→ TASK TO COMPLETE:
Write out the portion of the thread on LRP rules for upsampling layers, shown below, from "----> 2 attribution" up to and including "attribution.squeeze().permute(1, 2, 0).detach().numpy()".

Open bugsuse opened 3 years ago
@bugsuse, since nn.ConvTranspose2d
is not a very common activation we don't have default rules for it. Have you tried to explicitly attach a rule to it similar to this tutorial ?
https://github.com/pytorch/captum/pull/668
@NarineK Thanks a lot! I tested it following the tutorial 668. I need to use nn.Upsample
or nn.ConvTanspose2d
to upsample output to the original size, because I want to use unet model for semantic segmentation task and explain it.
How should I add rules to support nn.Upsample
or nn.ConvTranspose2d
or skip these unsupported layers when using LRP in captum to calculate attributes?
@bugsuse for upsampling of ConvTranspose2d you might want to start w/Epsilon rule. Have you tried to set the rules with something like this ?
from captum.attr._utils.lrp_rules import EpsilonRule
model.layer.rule = EpsilonRule()
Hey, @NarineK I'm new to captum and XAI. I don't clear that how to add w/Epsilon rule to nn.ConvTranspose2d
? Is there a similar example in captum? I'd like to learn about and try to add? Thanks so much!
Hey @NarineK, I have tried add nn.ConvTranspose2d : EpsilonRule
to SUPPORTED_LAYERS_WITH_RULES
or SUPPORTED_NON_LINEAR_LAYERS
into lrp.py
, but I get AssertionError
due to target dimension. The error information is below,
---------------------------------------------------------------------------
AssertionError Traceback (most recent call last)
<ipython-input-20-90353dc30936> in <module>
1 lrp = LRP(model)
----> 2 attribution = lrp.attribute(vifea.cuda(), target=torch.unsqueeze(vtar, dim=1).cuda(), verbose=True)
3 attribution = attribution.squeeze().permute(1, 2, 0).detach().numpy()
/data3/works/ai/phd/github/captum/captum/log/__init__.py in wrapper(*args, **kwargs)
33 @wraps(func)
34 def wrapper(*args, **kwargs):
---> 35 return func(*args, **kwargs)
36
37 return wrapper
/data3/works/ai/phd/github/captum/captum/attr/_core/lrp.py in attribute(self, inputs, target, additional_forward_args, return_convergence_delta, verbose)
191 try:
192 # 1. Forward pass: Change weights of layers according to selected rules.
--> 193 output = self._compute_output_and_change_weights(
194 inputs, target, additional_forward_args
195 )
/data3/works/ai/phd/github/captum/captum/attr/_core/lrp.py in _compute_output_and_change_weights(self, inputs, target, additional_forward_args)
341 try:
342 self._register_weight_hooks()
--> 343 output = _run_forward(self.model, inputs, target, additional_forward_args)
344 finally:
345 self._remove_forward_hooks()
/data3/works/ai/phd/github/captum/captum/_utils/common.py in _run_forward(forward_func, inputs, target, additional_forward_args)
453 else inputs
454 )
--> 455 return _select_targets(output, target)
456
457
/data3/works/ai/phd/github/captum/captum/_utils/common.py in _select_targets(output, target)

→ DATA SUPPLIED:
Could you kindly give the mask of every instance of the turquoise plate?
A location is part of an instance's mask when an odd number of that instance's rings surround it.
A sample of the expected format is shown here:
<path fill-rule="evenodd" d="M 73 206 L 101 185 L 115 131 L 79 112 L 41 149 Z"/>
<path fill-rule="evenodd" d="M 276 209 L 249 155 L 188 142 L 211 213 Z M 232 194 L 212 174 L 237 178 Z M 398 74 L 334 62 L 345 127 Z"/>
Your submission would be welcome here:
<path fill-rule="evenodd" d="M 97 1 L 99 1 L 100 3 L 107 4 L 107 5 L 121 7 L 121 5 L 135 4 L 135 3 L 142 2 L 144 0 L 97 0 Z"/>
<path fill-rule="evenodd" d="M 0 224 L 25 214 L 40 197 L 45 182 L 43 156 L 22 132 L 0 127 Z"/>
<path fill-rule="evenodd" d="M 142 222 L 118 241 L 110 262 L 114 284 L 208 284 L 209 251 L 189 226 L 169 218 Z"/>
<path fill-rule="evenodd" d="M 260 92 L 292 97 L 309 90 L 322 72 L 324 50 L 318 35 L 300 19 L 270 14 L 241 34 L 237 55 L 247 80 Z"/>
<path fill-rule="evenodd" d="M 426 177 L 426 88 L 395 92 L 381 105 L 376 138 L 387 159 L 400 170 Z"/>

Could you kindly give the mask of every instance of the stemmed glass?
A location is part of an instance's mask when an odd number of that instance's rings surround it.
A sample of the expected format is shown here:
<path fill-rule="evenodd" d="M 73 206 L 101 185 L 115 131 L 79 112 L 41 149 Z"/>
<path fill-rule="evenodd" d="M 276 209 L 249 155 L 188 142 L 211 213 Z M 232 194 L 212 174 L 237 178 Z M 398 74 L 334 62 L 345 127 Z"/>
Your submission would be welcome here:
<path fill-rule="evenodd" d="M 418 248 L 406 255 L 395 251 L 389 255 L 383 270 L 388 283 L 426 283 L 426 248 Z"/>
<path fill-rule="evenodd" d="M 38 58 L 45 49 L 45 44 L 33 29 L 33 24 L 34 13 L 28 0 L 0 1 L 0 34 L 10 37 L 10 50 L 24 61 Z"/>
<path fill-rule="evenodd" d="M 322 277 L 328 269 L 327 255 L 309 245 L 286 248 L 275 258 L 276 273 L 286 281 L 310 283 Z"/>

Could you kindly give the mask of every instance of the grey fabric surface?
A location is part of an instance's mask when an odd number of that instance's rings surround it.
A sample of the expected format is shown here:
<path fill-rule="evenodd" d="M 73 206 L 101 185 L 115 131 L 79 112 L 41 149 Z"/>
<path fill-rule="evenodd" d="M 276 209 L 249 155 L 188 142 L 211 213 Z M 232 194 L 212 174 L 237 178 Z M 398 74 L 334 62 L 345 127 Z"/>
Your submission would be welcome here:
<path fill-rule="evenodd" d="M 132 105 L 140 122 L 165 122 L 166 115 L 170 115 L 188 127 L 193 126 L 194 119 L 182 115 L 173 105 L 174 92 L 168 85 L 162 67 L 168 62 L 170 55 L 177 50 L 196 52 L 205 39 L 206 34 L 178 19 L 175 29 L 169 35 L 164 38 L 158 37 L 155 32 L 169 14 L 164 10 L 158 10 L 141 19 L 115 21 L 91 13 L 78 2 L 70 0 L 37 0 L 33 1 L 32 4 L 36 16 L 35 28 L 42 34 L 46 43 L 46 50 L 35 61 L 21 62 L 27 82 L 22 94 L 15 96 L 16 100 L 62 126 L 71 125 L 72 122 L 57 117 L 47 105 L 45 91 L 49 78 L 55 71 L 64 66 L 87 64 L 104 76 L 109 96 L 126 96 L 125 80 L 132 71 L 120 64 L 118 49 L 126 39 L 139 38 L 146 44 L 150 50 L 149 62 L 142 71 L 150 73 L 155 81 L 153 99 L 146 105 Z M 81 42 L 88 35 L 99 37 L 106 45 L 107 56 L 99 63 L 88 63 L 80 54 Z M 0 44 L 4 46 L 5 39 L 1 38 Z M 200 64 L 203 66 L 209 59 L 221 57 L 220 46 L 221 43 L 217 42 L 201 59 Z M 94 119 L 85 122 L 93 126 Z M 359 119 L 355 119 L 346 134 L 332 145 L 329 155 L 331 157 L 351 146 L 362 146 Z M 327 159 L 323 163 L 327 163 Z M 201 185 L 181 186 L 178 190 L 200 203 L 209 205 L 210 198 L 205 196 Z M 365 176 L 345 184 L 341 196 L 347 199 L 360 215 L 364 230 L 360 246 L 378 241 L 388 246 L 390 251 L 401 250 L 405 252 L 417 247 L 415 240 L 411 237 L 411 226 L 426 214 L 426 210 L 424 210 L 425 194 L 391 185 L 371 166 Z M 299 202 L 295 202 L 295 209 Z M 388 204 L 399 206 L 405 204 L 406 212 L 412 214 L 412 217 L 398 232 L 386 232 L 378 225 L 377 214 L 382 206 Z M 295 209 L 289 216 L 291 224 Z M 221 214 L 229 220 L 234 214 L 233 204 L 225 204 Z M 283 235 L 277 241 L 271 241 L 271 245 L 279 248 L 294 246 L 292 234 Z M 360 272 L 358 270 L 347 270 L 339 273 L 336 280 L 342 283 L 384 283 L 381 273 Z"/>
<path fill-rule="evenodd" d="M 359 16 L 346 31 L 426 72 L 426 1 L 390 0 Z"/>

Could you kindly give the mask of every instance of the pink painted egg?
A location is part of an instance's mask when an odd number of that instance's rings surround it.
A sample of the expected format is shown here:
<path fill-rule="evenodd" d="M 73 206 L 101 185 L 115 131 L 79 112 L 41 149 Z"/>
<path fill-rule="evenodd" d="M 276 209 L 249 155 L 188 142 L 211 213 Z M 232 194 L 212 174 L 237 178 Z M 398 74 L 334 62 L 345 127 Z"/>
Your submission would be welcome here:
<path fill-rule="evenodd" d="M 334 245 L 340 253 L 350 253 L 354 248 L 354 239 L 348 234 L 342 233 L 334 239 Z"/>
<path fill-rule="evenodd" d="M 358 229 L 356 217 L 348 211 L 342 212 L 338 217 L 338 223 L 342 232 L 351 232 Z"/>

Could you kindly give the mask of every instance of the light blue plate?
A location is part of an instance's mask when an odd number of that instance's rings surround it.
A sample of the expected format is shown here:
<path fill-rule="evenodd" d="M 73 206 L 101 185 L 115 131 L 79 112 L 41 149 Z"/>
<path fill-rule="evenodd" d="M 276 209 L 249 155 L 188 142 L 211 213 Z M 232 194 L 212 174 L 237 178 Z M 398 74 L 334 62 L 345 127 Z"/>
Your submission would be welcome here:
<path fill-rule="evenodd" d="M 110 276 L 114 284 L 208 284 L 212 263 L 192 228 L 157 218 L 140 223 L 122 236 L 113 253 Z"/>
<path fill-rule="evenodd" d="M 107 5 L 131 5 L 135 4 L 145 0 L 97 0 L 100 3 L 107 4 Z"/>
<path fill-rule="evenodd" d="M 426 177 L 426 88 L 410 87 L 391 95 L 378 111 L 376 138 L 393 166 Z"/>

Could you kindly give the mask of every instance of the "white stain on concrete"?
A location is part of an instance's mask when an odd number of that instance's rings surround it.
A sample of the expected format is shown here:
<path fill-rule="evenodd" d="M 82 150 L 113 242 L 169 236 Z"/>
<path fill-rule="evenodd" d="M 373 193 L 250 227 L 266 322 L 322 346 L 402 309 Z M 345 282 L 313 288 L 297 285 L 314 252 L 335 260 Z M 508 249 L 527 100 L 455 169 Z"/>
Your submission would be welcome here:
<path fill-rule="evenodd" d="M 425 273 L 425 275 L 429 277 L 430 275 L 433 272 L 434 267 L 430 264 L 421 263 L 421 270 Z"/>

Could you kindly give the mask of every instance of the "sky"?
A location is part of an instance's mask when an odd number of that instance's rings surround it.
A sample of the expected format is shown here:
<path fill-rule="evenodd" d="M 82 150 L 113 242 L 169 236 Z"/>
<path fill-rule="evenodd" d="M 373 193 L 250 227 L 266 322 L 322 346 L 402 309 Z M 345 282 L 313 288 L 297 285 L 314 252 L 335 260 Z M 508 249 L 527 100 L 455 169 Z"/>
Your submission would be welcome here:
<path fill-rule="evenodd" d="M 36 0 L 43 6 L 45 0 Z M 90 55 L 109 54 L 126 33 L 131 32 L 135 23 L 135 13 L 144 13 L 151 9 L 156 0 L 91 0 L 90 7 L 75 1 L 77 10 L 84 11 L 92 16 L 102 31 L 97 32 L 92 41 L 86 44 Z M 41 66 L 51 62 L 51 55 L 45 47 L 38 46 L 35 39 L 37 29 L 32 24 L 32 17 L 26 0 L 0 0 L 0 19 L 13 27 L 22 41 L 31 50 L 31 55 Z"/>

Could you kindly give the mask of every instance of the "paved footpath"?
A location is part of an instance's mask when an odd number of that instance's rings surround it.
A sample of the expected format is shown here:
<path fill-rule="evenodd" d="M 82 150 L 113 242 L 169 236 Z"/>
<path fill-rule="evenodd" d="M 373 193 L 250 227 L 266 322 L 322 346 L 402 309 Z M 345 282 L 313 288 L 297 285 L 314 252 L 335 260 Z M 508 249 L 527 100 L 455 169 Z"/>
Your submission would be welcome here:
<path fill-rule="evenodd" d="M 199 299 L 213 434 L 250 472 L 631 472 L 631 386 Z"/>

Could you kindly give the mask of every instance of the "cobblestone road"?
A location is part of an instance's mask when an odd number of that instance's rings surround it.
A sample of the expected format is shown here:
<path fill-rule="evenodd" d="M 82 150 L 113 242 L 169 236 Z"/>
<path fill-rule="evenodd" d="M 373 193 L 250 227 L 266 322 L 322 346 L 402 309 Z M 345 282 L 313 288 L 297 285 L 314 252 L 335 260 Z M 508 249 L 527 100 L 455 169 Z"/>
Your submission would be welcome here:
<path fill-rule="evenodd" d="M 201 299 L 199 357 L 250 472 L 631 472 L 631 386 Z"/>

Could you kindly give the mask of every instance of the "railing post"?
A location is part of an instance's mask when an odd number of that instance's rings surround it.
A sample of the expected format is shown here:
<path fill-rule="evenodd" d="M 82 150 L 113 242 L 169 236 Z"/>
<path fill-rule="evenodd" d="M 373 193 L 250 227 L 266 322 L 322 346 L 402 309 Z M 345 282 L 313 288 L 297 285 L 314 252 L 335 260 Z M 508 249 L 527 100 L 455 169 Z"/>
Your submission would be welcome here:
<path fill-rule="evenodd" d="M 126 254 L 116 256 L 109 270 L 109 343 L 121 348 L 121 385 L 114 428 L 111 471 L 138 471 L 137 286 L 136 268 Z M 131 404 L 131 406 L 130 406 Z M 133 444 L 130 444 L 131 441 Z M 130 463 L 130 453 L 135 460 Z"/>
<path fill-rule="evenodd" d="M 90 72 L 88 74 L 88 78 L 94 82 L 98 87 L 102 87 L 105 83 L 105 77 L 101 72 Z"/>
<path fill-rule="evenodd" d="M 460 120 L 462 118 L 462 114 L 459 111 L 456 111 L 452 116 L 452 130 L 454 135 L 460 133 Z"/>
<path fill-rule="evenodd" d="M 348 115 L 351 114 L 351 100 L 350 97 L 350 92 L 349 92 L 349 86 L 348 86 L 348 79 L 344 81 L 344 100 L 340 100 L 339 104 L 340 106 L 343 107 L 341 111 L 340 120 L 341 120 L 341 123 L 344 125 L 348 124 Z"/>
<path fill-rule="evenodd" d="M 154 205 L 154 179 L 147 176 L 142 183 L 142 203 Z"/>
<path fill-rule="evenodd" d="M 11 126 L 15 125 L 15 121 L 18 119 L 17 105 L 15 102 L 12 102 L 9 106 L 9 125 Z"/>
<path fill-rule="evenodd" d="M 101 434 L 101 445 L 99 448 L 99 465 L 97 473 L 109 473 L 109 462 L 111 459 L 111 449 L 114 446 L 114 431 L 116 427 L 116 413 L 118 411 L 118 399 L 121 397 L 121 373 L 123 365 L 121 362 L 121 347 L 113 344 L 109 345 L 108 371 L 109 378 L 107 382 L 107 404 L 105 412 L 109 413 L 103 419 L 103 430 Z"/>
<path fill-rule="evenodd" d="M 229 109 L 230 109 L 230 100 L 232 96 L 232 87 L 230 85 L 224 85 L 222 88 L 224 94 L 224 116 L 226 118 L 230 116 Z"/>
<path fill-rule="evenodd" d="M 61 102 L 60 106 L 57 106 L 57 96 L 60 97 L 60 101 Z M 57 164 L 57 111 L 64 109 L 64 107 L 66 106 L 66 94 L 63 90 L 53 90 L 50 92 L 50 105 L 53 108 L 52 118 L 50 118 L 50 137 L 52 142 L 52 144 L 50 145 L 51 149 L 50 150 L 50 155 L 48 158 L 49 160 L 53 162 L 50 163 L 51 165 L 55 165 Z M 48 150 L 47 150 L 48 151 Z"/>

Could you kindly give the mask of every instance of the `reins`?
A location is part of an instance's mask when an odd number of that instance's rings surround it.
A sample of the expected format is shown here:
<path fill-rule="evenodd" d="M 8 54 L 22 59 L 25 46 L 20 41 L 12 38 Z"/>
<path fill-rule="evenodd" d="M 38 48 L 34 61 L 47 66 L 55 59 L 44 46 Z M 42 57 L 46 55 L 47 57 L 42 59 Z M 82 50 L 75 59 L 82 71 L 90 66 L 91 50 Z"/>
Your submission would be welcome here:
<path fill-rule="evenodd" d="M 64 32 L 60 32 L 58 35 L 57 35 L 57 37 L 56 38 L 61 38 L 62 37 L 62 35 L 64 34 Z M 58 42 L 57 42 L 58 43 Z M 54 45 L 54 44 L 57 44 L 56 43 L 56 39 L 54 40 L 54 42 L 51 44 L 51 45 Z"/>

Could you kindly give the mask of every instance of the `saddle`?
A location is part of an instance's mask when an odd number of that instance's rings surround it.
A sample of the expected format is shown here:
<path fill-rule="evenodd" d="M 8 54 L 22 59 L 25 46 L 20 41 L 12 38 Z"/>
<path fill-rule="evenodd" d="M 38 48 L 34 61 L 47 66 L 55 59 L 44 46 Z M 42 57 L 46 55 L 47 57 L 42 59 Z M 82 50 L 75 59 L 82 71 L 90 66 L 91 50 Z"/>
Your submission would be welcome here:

→ PROBLEM SOLUTION:
----> 2 attribution = lrp.attribute(vifea.cuda(), target=torch.unsqueeze(vtar, dim=1).cuda(), verbose=True)
3 attribution = attribution.squeeze().permute(1, 2, 0).detach().numpy()